>> start

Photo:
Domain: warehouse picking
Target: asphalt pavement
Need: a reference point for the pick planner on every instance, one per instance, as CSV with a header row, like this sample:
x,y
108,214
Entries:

>> end

Using the data above, return each line exactly as written.

Photo:
Domain: warehouse picking
Target: asphalt pavement
Need: a reference point for the pick planner on every instance, one per instance, as CSV with a header row, like this sample:
x,y
108,214
Entries:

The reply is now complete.